# [Directions]
a – Which locations does the coral disease study description name as research sites?
b – Answer these questions about the coral disease study description:
(i) What camera was used to photograph the benthic community?
(ii) How many tiers does the study's approach have?
(iii) What software is used to outline each coral colony when disease is present?
c – Can you carry on the coral disease study description from its final sentence?
Segment Start: Excerpted passage
At each site, still photographs were taken of the benthic community using a Sony Cybershot camera (14 megapixels), supported on a polyvinyl carbon frame fixed approximately 1.5 meters from the substrate. Each photograph will capture approximately 1 squere meter of the substrate.  There are approximately 120 photos taken per 10 m x10 m quadrat, which incorporates some overlap.  The still images will be stitched together using Canon Photostich®, to create a mosaic of each 10 x 10 m quadrat. When coral diseases are present in a quadrat, then every individual colony of the coral species with the disease will be outlined using Coral Point Count (CPCe) software. After completing the mosaic and outlining the necessary corals, a grid will be placed over the photo-mosaic quadrat, and the location of each colony within the quadrat will be mapped.

The data were not further processed. (See Methods & Sampling)

Diseases are one of the greatest threats to corals in the Caribbean. Yet, very little is known about marine diseases in general and coral diseases in particular.  Although some pathogens have been acknowledged, identifying coral pathogens has proven difficult and evasive. Presently, coral diseases are assumed to be both infectious and contagious, suggesting that infection is caused by pathogens being passed from colony to colony through a vector. However, few studies have tested this assumption. Spatial epidemiology, or disease mapping, can provide insight into whether diseases cluster and follow a contagious-disease model. In this study we will take a two tiered approach. First, we will use a hierarchical sampling design to test whether coral diseases follow a contagious-disease model over two spatial scales in the Caribbean. We will also undertake this study in locations with and without a recent history of frequent thermal stress to test the alternate hypothesis that coral diseases are not infectious and contagious but are instead the result of compromised coral hosts that have undergone thermal stress. Second, we will undertake transmission experiments to examine whether coral diseases are indeed transmissible.

The research will take place in the Caribbean, at four locations: (1) Mahahual, Mexico (latitude  18"42’N, longitude  87"42’W) and (2) Tuxpan, Mexico (latitude  21"01’N, longitude  97"11'W), (3) Bocas del Toro, Panama (latitude  9"12’N, longitude  82"09’W) and (4) St. John, United States Virgin Islands (USVI) (latitude  18"18’N, longitude  64"45’W).
Segment End: Excerpted passage
Segment Start: Data for review
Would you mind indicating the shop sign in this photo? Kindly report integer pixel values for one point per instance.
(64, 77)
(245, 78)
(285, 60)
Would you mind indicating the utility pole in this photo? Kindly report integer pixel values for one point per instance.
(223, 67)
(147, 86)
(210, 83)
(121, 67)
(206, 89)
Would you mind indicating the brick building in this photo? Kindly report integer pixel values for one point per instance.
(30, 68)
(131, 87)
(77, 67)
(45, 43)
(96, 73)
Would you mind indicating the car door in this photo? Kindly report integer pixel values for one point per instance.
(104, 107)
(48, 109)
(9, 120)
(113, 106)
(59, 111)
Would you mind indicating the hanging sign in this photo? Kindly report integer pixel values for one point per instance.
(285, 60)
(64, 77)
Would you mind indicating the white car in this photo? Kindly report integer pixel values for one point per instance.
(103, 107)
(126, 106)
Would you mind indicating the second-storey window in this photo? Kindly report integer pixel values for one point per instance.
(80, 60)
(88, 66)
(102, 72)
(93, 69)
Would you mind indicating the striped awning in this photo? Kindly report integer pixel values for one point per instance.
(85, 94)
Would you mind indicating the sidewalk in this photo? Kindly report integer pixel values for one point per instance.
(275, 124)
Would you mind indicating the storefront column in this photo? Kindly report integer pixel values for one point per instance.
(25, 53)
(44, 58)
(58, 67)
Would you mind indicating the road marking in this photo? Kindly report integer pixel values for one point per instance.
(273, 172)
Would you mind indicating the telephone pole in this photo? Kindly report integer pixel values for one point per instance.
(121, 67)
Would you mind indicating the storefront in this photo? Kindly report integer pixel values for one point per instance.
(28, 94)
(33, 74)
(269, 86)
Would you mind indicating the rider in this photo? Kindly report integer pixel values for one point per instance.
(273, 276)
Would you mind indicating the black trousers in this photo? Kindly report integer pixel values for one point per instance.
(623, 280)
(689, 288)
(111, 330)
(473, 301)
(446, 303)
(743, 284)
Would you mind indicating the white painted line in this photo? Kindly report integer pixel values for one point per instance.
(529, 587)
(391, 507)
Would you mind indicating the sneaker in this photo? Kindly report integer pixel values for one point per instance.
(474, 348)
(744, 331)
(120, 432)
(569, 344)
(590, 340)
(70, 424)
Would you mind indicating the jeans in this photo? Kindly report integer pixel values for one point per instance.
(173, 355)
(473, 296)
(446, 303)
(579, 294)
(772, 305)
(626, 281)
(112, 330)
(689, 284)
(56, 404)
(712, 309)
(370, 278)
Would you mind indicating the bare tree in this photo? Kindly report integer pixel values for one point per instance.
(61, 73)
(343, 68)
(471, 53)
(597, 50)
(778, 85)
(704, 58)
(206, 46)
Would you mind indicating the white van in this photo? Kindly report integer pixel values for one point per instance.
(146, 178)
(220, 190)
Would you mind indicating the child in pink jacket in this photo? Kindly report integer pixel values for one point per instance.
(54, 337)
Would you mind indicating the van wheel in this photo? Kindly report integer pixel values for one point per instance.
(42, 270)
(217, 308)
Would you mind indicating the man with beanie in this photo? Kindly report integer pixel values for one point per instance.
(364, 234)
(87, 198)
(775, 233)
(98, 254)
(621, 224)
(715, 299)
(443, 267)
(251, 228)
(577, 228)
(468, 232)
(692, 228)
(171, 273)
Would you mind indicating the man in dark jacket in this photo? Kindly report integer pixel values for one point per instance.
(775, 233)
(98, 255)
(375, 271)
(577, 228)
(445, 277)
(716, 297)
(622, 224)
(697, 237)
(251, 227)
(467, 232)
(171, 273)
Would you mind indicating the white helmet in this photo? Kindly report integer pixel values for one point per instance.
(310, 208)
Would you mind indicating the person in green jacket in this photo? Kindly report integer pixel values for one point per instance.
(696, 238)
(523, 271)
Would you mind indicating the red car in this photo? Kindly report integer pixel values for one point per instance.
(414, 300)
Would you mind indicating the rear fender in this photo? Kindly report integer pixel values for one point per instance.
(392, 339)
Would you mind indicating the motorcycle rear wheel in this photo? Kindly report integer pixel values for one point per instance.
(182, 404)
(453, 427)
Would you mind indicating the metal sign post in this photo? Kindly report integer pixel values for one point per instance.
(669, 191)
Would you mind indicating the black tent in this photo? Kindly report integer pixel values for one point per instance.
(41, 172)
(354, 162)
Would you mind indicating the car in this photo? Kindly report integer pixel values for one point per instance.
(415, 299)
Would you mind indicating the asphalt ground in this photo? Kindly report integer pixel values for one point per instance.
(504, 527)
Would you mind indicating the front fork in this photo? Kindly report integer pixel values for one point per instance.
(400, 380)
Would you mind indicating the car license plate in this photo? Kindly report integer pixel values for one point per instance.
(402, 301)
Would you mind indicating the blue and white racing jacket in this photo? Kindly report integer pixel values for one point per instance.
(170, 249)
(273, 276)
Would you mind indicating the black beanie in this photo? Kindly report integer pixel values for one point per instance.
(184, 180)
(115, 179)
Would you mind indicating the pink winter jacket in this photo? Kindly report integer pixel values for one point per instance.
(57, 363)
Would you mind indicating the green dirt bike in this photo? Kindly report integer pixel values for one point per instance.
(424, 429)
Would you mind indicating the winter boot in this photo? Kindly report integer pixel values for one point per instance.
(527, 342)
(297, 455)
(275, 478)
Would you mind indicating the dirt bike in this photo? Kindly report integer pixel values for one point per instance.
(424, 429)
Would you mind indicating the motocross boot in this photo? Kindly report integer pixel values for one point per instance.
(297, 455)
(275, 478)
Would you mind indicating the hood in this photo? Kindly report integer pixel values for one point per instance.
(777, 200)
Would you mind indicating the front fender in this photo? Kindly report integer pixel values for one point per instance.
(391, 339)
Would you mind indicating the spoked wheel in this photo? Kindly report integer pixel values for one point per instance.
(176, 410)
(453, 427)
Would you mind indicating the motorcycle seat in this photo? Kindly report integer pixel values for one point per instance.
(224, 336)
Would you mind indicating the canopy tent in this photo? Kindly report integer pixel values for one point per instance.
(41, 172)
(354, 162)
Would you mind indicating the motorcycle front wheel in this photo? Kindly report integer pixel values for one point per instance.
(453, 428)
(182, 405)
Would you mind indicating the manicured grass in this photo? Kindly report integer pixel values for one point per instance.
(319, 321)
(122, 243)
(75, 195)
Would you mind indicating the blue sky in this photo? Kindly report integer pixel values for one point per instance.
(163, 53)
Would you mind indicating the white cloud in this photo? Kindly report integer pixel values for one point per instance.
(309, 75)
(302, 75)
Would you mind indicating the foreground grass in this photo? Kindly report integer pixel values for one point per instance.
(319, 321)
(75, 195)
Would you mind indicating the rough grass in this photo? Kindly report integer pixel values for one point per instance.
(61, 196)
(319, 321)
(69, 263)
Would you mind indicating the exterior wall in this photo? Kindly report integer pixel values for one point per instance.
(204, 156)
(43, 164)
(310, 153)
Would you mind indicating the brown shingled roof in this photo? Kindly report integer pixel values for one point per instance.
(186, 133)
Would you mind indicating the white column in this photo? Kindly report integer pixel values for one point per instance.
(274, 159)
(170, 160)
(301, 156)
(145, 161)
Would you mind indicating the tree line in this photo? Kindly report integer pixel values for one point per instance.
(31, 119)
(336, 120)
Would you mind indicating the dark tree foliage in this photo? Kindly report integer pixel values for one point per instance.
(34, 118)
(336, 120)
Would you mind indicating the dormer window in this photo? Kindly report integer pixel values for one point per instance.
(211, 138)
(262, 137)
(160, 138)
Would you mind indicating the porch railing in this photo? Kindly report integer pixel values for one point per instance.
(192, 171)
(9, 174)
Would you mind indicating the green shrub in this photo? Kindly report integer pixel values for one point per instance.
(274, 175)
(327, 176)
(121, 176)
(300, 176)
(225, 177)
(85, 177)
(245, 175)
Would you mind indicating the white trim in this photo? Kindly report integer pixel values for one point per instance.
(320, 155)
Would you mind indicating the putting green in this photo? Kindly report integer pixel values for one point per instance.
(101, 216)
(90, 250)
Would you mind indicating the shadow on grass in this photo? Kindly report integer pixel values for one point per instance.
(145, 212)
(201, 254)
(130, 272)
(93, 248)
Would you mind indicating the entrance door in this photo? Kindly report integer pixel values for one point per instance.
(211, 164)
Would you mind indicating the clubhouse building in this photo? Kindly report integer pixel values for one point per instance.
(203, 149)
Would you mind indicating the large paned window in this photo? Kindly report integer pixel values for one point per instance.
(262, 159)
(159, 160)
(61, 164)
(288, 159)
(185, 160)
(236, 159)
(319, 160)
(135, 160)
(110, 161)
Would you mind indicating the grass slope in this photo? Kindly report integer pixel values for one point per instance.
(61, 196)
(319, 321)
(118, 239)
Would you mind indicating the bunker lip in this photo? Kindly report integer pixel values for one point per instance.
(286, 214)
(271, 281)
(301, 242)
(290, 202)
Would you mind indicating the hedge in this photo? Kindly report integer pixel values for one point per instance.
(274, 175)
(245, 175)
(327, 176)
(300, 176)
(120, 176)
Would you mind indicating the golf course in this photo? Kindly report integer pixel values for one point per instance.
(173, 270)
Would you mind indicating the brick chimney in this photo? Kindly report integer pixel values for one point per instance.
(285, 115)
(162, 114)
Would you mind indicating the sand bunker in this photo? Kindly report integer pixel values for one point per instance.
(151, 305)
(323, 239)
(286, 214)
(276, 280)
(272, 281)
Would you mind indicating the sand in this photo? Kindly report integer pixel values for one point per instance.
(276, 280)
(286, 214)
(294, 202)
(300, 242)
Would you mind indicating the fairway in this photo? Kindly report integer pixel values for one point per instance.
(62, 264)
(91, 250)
Segment End: Data for review
# [Answers]
a –
Mahahual, Mexico
Tuxpan, Mexico
Bocas del Toro, Panama
St. John, United States Virgin Islands (USVI)

b –
(i) A Sony Cybershot camera (14 megapixels).
(ii) Two.
(iii) Coral Point Count (CPCe).

c –
Intellectual merit

There is a certain urgency to identify coral diseases, predict their prevalence, and determine whether they are infectious and contagious or non-communicable. By understanding the etiology of coral diseases, we can determine whether human intervention will help reduce their prevalence. Without understanding these processes, we will merely continue to measure disease, continue to look for pathogens that may not exist, and watch coral populations continue to deteriorate. Although microbes play a role in disease infection, many coral diseases might not be transmissible. Therefore, we may need to incorporate environmental threshold parameters, which may be more likely the underlying mechanisms driving coral-disease dynamics. The results will have important implications for modeling diseases and predicting contemporary and future coral disease outbreaks.  

Broader Impact

The underlying assumption of most disease models is contagion, which is the transmission of pathogens from infected to susceptible hosts. This study will examine this basic assumption. If it turns out that coral diseases are a consequence of a two-step process, and the corals that are tolerant to temperature stress are also resistant to diseases, then making predictions based on temperature trends will be transformational, especially in rapidly warming, yet heterogeneous, oceans. The study will train students in the field of spatial epidemiology of coral diseases.